▶ What the task requires
Look through the records below, and copy out every line that holds the string "with".

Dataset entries
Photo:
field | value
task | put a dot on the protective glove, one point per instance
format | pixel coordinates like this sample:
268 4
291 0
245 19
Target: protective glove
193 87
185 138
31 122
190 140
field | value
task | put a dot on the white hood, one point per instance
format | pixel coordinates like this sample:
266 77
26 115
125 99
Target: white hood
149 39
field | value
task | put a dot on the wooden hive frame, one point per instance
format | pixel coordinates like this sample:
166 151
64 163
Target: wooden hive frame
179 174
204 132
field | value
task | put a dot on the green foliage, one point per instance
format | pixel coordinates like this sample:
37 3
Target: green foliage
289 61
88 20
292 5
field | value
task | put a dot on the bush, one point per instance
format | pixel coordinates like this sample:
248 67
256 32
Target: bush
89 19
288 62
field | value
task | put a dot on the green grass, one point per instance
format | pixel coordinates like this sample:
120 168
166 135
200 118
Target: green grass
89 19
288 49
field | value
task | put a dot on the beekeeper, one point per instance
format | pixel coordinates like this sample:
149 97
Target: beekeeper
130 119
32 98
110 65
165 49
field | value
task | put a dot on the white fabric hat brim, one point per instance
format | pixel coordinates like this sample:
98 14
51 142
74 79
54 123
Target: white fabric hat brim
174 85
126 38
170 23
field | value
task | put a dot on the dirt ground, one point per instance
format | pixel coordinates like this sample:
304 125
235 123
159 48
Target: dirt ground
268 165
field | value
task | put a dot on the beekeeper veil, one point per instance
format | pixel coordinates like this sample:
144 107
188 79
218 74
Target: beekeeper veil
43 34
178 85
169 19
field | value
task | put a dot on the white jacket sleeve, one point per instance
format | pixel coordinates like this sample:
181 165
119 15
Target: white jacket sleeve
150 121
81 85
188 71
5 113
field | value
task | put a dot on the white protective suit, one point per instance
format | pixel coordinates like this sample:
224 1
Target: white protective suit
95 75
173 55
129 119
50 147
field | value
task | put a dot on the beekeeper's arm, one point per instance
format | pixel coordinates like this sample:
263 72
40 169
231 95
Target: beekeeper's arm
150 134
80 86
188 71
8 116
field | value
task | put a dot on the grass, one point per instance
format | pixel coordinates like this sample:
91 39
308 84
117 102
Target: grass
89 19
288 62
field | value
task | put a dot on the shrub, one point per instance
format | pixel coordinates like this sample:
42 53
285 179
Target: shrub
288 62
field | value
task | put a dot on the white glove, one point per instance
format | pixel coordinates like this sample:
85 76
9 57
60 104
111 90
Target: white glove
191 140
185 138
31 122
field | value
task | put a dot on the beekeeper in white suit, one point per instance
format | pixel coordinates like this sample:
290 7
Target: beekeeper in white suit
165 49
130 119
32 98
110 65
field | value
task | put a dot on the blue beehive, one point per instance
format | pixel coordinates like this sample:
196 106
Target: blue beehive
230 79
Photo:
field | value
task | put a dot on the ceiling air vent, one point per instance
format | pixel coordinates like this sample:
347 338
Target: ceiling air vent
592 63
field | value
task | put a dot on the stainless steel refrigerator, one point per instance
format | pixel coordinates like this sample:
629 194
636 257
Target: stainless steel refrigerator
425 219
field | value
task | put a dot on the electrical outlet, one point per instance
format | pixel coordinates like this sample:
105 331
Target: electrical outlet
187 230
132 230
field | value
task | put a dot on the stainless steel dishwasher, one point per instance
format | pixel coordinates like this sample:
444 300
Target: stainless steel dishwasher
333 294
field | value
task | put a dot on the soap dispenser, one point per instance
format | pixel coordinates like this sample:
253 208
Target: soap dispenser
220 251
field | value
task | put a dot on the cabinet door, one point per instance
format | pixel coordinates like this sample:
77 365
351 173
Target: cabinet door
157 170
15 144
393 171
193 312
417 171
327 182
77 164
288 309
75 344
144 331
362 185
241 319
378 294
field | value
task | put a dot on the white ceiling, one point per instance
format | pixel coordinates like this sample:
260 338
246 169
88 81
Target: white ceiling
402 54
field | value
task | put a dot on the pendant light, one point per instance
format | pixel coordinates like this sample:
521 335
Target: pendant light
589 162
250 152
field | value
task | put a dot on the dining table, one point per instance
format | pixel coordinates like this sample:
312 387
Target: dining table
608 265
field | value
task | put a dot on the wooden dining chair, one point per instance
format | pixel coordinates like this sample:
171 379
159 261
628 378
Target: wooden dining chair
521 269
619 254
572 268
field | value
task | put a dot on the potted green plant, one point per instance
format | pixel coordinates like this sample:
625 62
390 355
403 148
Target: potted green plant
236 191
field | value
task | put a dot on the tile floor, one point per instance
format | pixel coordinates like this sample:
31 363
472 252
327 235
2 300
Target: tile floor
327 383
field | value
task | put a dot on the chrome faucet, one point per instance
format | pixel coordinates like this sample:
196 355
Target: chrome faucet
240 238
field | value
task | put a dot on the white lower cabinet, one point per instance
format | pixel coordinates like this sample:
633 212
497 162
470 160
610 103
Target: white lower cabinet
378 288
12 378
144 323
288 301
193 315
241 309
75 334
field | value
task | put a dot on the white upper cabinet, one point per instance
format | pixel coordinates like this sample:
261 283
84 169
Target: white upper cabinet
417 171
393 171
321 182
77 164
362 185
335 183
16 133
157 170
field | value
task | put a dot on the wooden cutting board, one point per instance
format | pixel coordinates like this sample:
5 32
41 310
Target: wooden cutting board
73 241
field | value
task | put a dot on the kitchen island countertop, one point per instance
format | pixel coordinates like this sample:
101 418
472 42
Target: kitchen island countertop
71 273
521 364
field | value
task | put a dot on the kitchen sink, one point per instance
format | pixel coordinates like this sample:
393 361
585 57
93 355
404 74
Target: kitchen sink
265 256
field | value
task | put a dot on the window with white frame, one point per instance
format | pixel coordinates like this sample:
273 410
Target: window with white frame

▶ Response area
task | put a dot on the window with white frame, one point per instance
Target: window with white frame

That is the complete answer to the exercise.